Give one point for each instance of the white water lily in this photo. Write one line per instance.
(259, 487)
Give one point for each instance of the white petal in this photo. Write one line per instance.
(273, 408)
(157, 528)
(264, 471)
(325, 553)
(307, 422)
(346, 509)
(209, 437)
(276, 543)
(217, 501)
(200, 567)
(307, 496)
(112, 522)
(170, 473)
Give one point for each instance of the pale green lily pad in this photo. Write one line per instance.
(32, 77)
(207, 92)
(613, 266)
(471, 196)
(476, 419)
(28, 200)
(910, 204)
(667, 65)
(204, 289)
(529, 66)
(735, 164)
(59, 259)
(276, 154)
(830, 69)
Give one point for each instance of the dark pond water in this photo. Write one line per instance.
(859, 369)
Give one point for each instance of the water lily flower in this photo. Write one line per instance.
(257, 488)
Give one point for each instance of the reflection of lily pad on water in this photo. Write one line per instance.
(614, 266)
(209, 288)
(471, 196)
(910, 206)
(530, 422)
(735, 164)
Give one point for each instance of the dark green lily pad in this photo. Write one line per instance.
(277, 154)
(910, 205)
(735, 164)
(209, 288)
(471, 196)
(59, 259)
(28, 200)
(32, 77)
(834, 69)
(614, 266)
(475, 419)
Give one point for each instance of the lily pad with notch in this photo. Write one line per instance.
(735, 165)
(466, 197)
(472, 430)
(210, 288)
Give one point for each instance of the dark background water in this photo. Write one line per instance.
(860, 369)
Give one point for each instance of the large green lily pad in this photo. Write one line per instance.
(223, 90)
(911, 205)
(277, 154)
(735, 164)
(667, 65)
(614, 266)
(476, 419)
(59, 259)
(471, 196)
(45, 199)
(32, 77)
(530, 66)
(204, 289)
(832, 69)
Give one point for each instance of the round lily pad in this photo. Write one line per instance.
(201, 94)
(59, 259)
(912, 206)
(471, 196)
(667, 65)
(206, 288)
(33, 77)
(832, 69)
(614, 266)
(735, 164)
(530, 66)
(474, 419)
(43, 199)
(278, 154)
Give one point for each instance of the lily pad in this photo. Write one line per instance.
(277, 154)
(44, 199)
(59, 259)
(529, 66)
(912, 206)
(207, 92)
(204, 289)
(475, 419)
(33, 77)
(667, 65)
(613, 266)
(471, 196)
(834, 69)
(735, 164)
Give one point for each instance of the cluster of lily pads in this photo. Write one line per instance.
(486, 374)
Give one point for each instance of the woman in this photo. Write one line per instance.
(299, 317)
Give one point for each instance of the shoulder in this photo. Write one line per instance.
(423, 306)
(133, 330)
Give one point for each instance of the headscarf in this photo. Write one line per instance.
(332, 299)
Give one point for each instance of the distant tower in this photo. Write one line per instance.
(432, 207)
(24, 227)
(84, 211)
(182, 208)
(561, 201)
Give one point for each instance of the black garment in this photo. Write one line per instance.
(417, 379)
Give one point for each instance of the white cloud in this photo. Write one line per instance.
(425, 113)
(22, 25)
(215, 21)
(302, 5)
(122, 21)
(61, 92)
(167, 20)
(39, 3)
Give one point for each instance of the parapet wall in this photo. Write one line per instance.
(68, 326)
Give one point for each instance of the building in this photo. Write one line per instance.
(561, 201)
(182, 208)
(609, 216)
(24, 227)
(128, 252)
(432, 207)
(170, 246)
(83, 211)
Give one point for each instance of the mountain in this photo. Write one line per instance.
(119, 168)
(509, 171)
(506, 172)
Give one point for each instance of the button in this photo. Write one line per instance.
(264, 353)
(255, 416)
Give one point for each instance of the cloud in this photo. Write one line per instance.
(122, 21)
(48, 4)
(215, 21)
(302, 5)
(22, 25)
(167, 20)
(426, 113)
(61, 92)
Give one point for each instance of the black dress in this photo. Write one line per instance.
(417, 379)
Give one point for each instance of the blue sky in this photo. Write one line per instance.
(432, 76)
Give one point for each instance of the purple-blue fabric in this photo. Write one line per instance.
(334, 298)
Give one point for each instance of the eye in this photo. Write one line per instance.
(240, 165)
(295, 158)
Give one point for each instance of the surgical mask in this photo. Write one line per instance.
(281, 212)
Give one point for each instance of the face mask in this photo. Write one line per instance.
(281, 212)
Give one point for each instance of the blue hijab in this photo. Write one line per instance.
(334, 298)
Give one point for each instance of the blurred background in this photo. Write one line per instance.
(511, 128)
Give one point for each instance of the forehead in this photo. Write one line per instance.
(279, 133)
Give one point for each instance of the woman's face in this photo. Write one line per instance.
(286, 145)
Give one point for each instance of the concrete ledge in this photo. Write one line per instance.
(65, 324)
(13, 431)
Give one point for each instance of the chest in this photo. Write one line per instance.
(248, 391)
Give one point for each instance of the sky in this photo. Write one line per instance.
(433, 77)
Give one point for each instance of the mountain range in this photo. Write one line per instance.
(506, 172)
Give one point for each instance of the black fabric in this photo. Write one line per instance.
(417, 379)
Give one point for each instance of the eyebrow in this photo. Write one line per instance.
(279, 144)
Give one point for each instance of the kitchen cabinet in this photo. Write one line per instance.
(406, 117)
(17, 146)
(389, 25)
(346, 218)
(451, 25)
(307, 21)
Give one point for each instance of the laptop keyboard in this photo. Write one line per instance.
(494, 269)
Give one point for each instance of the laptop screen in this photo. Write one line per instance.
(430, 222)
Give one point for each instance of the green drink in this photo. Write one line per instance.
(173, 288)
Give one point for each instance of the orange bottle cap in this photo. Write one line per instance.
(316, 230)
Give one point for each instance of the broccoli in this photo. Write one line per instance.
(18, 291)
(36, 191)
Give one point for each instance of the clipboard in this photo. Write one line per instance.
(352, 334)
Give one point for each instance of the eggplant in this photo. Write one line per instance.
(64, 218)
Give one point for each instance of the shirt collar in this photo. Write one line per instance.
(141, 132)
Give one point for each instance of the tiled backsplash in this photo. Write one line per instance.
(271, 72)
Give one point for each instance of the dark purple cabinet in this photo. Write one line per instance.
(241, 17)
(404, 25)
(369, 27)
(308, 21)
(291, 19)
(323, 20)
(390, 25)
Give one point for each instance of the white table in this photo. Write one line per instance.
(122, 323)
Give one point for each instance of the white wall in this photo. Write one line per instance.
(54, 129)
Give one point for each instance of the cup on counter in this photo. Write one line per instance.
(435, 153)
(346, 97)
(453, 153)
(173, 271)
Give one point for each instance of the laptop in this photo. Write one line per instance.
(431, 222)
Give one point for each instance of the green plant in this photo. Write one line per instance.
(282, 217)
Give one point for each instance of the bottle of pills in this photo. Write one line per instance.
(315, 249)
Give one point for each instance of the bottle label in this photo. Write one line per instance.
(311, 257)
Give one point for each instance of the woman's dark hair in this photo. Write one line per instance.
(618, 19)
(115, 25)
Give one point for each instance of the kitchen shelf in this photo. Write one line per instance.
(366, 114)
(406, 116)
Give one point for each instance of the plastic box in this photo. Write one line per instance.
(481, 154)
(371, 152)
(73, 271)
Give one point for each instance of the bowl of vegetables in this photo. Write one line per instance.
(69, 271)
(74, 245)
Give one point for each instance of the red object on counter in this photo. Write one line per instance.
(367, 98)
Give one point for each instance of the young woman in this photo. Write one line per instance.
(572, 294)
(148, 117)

Your assignment.
Repeat every line of the data precisely.

Problem solution.
Give one point for each instance of the white water lily in this photo. Write one line per instance.
(259, 487)
Give one point for each instance of the white petal in this photo. Write one line per instance.
(273, 408)
(157, 528)
(264, 471)
(325, 553)
(307, 422)
(346, 509)
(209, 437)
(276, 543)
(217, 501)
(200, 567)
(307, 496)
(112, 522)
(170, 473)
Give one point for each instance of the pale green lily pad in this photo. Write one line per instance.
(32, 77)
(207, 92)
(613, 266)
(471, 196)
(476, 419)
(28, 200)
(910, 204)
(667, 65)
(204, 289)
(529, 66)
(735, 164)
(59, 259)
(276, 154)
(830, 69)
Give one point for each instance of the dark pond water in this photo. Write one line per instance.
(859, 369)
Give one point for each instance of the water lily flower in this photo. Write one line per instance.
(257, 488)
Give one point for each instance of the reflection of lily pad on water in this photo. Write one line per instance.
(614, 266)
(209, 288)
(471, 196)
(910, 206)
(530, 422)
(735, 164)
Give one point for each instance of the dark green lily pad in this photo. Write one line per instance.
(277, 154)
(910, 205)
(735, 164)
(209, 288)
(471, 196)
(59, 259)
(28, 200)
(32, 77)
(834, 69)
(614, 266)
(475, 419)
Give one point for each instance of the lily pad with notch in this photo. Write one line per instance.
(735, 165)
(466, 197)
(472, 430)
(210, 288)
Give one point for each instance of the dark background water in this photo. Write one line per instance.
(860, 369)
Give one point for each instance of the large green lily pad in this photo. Write one line per instance.
(223, 90)
(911, 205)
(277, 154)
(735, 164)
(667, 65)
(614, 266)
(476, 419)
(59, 259)
(471, 196)
(45, 199)
(32, 77)
(530, 66)
(204, 289)
(832, 69)
Give one point for each instance of the round lily pad in this photo. Write one line per instance.
(201, 94)
(59, 259)
(912, 206)
(471, 196)
(667, 65)
(206, 288)
(33, 77)
(832, 69)
(614, 266)
(735, 164)
(530, 66)
(474, 419)
(43, 199)
(278, 154)
Give one point for each instance of the lily pad in this photo. Write one line per instance.
(277, 154)
(44, 199)
(59, 259)
(529, 66)
(912, 206)
(207, 92)
(204, 289)
(475, 419)
(33, 77)
(667, 65)
(613, 266)
(471, 196)
(834, 69)
(735, 164)
Give one point for each instance of the cluster of lily pads in this photo. Write one line per instance.
(486, 374)
Give one point for each instance of the woman in this photo. Write one line per instance.
(299, 317)
Give one point for each instance of the shoulder in this photo. Write one line per instance.
(423, 306)
(133, 330)
Give one point for each instance of the headscarf in this photo. Write one line per instance.
(332, 299)
Give one point for each instance of the distant tower in this photo. Write one line per instance.
(432, 207)
(24, 227)
(84, 211)
(182, 208)
(561, 201)
Give one point for each instance of the black garment in this photo. Write one line per instance.
(417, 379)
Give one point for each instance of the white cloud in this photo. Write one line per instance.
(425, 113)
(22, 25)
(215, 21)
(302, 5)
(122, 21)
(61, 92)
(167, 20)
(39, 3)
Give one point for each instance of the parapet wall in this photo. Write one line per instance.
(68, 326)
Give one point for each instance of the building in this photo. Write one line per instance.
(561, 201)
(182, 208)
(609, 216)
(24, 227)
(128, 252)
(432, 207)
(170, 246)
(83, 211)
Give one point for each instance of the mountain in this photo. Write one line per instance.
(119, 168)
(509, 171)
(506, 172)
Give one point for each instance of the button in this photo. Write one line per instance.
(264, 353)
(255, 416)
Give one point for each instance of the cloud in this photo. Write one line per instance.
(122, 21)
(48, 4)
(215, 21)
(302, 5)
(22, 25)
(167, 20)
(426, 113)
(61, 92)
Give one point for each instance of the black dress in this photo. Write one line per instance.
(417, 379)
Give one point for each instance of the blue sky in this photo. Write one line per instance.
(432, 76)
Give one point for each instance of the purple-blue fabric in this photo. Write one line per instance.
(334, 298)
Give one point for each instance of the eye in this photo. Write one line per instance.
(240, 165)
(295, 158)
Give one point for each instance of the surgical mask in this photo. Write one line per instance.
(281, 212)
Give one point for each instance of the face mask in this photo. Write one line per instance.
(281, 212)
Give one point for each instance of the blue hijab in this photo. Write one line per instance.
(334, 298)
Give one point for each instance of the blurred background in this photo. Write one line per instance.
(511, 128)
Give one point for each instance of the forehead in this photo. Write one line per instance.
(279, 133)
Give one point for each instance of the woman's face in this photo. Write one line per instance.
(286, 145)
Give one point for each instance of the concrete ledge in this photo. Write one line per instance.
(65, 324)
(13, 431)
Give one point for each instance of the chest in this photo. Write one line per instance.
(248, 391)
Give one point for each instance of the sky in this photo. Write one line per instance.
(433, 77)
Give one point for each instance of the mountain range in this photo. Write one line per instance.
(506, 172)
Give one point for each instance of the black fabric in this photo. Write one line per instance.
(417, 379)
Give one point for each instance of the eyebrow in this photo. Write one line per instance.
(279, 144)
Give one point for each instance of the kitchen cabinet in this photo. Write one line per instance.
(406, 117)
(17, 146)
(389, 25)
(346, 218)
(451, 25)
(307, 21)
Give one point for each instance of the laptop keyboard in this photo. Write one line per instance.
(494, 269)
Give one point for each instance of the laptop screen in this photo. Write one line per instance.
(430, 222)
Give one point for each instance of the green drink in this photo. Write one line per instance.
(173, 288)
Give one point for each instance of the orange bottle cap in this photo. Write one line per instance.
(316, 230)
Give one point for each instance of the broccoli in this photo. Write one line per instance.
(18, 291)
(36, 191)
Give one point for each instance of the clipboard in this photo. Write one line per instance.
(352, 334)
Give one point for each instance of the eggplant in this photo. Write one line per instance.
(64, 218)
Give one point for each instance of the shirt collar in this photo. Write one line per instance.
(141, 132)
Give one point for each instance of the tiled backsplash in this photo. Write one line per instance.
(271, 72)
Give one point for each instance of the dark purple cabinet in this photo. Write one line per instance.
(241, 17)
(404, 25)
(369, 27)
(308, 21)
(291, 19)
(323, 20)
(390, 25)
Give one point for each instance of the white table in this photo. Write one line per instance.
(122, 323)
Give one point for each instance of the white wall in this photo. Write one line per instance.
(54, 129)
Give one point for each instance of the cup on counter in this photo. Write one line per instance.
(435, 153)
(346, 97)
(453, 153)
(173, 271)
Give one point for each instance of the laptop in this photo. Write one line per instance.
(431, 222)
Give one point for each instance of the green plant in this photo. Write one line per instance.
(282, 217)
Give one point for each instance of the bottle of pills in this photo. Write one line per instance.
(315, 249)
Give one point for each instance of the bottle label in this photo. Write one line per instance.
(311, 257)
Give one point for each instance of the woman's dark hair in this photo. Write one line per instance.
(618, 19)
(115, 25)
Give one point for each instance of the kitchen shelf in this photo. Write one line per instance.
(366, 114)
(406, 116)
Give one point for each instance of the plastic box in this photo. Write one line per instance.
(481, 154)
(371, 152)
(73, 271)
Give one point for each instance of the bowl of vegetables in this photo. Write one line per instance.
(69, 271)
(74, 245)
Give one point for each instance of the red object on counter in this photo. Write one line per instance.
(367, 98)
Give one point for each instance of the young woman in this photo. Write one line per instance.
(572, 294)
(148, 117)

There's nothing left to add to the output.